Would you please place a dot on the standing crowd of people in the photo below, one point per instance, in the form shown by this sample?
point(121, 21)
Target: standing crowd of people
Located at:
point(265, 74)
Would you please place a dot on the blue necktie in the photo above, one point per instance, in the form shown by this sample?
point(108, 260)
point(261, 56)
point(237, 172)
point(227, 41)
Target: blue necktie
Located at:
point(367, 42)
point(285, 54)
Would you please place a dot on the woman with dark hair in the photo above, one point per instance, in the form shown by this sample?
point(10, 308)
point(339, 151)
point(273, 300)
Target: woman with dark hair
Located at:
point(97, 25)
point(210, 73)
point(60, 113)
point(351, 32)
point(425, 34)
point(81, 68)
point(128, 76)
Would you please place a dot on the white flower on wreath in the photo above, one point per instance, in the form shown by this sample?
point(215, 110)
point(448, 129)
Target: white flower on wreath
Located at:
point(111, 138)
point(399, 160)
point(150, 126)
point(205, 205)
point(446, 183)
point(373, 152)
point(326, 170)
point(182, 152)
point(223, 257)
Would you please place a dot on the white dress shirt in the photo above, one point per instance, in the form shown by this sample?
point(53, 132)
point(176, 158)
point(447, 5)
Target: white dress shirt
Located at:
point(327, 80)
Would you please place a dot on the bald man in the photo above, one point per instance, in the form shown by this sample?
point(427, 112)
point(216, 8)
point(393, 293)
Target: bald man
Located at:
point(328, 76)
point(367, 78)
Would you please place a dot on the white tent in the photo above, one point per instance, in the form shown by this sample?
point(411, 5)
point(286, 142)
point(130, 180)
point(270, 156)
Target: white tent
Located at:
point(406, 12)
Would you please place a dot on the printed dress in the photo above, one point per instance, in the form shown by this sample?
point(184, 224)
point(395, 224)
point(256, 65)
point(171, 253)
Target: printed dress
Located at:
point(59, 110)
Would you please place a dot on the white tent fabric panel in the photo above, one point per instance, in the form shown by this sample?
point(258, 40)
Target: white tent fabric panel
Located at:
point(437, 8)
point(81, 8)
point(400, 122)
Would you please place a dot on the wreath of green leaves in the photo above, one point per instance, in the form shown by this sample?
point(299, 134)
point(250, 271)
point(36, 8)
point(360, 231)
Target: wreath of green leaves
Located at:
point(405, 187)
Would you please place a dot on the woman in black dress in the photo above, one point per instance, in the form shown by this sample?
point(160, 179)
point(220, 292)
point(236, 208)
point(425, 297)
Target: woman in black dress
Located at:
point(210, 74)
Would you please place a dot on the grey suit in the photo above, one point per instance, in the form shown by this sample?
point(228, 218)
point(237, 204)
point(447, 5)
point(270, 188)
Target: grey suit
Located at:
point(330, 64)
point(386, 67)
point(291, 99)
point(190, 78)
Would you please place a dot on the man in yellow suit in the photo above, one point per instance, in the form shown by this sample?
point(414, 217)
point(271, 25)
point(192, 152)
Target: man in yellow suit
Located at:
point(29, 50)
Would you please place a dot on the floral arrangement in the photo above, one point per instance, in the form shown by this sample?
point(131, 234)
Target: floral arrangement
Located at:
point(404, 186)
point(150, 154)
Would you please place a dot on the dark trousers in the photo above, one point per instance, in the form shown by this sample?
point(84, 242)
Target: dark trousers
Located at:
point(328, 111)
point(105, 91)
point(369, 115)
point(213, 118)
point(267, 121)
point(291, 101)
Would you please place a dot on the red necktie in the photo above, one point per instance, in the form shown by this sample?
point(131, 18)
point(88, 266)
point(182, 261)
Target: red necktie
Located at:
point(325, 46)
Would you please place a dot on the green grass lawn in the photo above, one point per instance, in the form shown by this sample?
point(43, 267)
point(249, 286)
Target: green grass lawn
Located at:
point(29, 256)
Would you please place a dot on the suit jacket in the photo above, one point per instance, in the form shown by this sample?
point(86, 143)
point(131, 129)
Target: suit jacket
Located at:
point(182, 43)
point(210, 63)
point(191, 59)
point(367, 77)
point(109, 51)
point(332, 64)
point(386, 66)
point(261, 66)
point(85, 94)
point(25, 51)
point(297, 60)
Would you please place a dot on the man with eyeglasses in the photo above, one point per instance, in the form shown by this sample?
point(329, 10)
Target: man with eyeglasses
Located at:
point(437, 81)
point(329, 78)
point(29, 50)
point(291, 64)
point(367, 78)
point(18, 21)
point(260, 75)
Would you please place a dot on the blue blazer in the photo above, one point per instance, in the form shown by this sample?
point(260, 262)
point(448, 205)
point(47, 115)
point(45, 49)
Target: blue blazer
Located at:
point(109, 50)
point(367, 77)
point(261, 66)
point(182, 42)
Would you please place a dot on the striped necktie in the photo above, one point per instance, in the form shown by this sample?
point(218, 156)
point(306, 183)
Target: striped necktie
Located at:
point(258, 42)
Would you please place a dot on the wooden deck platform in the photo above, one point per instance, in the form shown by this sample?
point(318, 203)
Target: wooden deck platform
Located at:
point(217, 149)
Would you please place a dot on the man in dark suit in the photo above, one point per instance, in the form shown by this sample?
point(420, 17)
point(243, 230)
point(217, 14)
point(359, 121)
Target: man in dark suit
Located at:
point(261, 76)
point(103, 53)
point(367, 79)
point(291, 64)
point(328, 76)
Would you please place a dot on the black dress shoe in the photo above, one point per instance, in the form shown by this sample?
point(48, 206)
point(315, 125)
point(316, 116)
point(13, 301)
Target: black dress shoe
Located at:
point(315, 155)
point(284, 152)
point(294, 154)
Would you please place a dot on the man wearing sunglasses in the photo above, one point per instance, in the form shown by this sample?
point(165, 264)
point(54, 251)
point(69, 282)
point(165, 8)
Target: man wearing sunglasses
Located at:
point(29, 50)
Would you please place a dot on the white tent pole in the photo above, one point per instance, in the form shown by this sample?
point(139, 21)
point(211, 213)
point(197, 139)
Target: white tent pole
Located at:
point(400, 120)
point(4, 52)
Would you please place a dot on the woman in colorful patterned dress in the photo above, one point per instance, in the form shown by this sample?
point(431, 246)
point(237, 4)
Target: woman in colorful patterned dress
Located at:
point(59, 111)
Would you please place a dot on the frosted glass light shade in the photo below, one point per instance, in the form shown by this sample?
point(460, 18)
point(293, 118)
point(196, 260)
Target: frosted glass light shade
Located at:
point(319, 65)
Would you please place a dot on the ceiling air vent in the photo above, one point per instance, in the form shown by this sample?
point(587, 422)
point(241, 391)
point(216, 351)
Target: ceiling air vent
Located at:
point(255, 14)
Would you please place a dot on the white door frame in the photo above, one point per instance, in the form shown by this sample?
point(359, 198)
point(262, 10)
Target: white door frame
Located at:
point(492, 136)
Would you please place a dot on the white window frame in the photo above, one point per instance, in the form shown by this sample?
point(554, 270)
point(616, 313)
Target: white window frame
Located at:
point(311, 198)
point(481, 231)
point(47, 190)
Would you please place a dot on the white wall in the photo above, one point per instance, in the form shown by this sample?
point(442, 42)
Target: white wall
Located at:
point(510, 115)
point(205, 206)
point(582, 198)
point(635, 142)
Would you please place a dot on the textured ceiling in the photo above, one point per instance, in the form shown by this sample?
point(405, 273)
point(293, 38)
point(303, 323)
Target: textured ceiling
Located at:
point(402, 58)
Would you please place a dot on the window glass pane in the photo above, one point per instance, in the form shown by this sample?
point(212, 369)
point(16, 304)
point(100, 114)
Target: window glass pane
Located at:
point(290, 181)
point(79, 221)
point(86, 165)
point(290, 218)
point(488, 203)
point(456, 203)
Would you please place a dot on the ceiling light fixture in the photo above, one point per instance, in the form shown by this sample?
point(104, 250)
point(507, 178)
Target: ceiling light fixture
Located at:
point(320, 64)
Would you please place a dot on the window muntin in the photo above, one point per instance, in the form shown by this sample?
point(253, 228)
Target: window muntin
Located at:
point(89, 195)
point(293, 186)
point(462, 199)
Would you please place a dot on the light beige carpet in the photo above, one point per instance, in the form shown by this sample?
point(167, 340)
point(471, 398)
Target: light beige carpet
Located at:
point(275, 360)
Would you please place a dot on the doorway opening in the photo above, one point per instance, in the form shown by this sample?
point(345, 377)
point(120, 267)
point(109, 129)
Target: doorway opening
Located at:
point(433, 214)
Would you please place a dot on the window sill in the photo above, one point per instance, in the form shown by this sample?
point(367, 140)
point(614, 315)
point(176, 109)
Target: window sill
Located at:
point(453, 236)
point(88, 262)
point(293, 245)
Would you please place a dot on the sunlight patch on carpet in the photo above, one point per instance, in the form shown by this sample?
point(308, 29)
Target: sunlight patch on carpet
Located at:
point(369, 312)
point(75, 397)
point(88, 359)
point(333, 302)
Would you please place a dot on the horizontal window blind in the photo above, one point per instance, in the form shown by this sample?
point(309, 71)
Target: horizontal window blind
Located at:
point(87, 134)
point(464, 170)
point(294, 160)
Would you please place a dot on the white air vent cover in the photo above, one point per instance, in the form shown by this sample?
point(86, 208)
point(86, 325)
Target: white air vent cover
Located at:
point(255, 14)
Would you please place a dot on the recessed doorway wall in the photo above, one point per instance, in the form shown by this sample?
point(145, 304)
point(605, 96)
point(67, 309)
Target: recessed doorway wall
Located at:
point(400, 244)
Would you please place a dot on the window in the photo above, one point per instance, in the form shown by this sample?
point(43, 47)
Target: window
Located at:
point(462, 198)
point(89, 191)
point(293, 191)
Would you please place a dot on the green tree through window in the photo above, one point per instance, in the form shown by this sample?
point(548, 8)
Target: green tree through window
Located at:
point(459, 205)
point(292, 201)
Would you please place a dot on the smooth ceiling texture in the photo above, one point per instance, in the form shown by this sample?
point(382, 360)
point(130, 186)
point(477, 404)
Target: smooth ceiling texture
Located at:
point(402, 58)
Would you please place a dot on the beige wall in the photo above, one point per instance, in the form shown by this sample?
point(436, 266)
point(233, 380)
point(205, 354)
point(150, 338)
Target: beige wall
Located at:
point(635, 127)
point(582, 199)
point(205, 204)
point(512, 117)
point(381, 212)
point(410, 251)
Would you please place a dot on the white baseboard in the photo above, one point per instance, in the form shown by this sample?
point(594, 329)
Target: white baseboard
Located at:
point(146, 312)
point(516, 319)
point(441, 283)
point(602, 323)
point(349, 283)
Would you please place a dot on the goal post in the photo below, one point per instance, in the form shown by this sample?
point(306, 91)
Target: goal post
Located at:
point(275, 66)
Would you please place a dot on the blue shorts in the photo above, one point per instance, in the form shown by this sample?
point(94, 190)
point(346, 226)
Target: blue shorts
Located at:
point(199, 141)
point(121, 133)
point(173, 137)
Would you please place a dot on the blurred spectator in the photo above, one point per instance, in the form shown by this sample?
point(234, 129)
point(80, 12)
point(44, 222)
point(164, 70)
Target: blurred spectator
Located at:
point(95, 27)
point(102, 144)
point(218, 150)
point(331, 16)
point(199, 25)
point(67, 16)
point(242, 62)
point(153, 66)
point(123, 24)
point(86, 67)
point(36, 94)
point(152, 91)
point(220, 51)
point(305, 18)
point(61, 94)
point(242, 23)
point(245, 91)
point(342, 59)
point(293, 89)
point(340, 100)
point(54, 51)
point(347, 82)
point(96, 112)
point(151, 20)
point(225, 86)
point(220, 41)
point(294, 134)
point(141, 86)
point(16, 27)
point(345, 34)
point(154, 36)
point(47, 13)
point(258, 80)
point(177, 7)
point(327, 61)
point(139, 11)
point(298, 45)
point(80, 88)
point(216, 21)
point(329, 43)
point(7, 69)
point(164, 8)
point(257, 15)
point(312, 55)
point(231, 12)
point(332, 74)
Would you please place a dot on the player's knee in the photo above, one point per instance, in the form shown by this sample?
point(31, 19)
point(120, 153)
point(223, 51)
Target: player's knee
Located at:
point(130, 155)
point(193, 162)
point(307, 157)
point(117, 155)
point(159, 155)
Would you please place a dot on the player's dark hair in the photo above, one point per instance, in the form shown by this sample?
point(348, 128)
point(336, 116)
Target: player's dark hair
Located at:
########################################
Goal: Duplicate the entries in the part that opens with the line containing "Would you please place a dot on the white baseboard" and closes with the line containing "point(173, 137)", including both of those lines.

Reply to the exercise:
Would you please place a dot on the white baseboard in the photo above, one point per instance, in the form shown by this sample?
point(594, 329)
Target: white baseboard
Located at:
point(146, 312)
point(516, 319)
point(441, 283)
point(602, 323)
point(349, 283)
Would you please place a dot on the goal post in the photo below, one point per instance, in the form shown by this sample?
point(306, 91)
Target: goal post
Located at:
point(275, 66)
Would you please place a dot on the blue shorts in the photo above, one point per instance, in the form shown by this sample?
point(94, 190)
point(346, 226)
Target: blue shorts
Located at:
point(199, 141)
point(121, 133)
point(173, 137)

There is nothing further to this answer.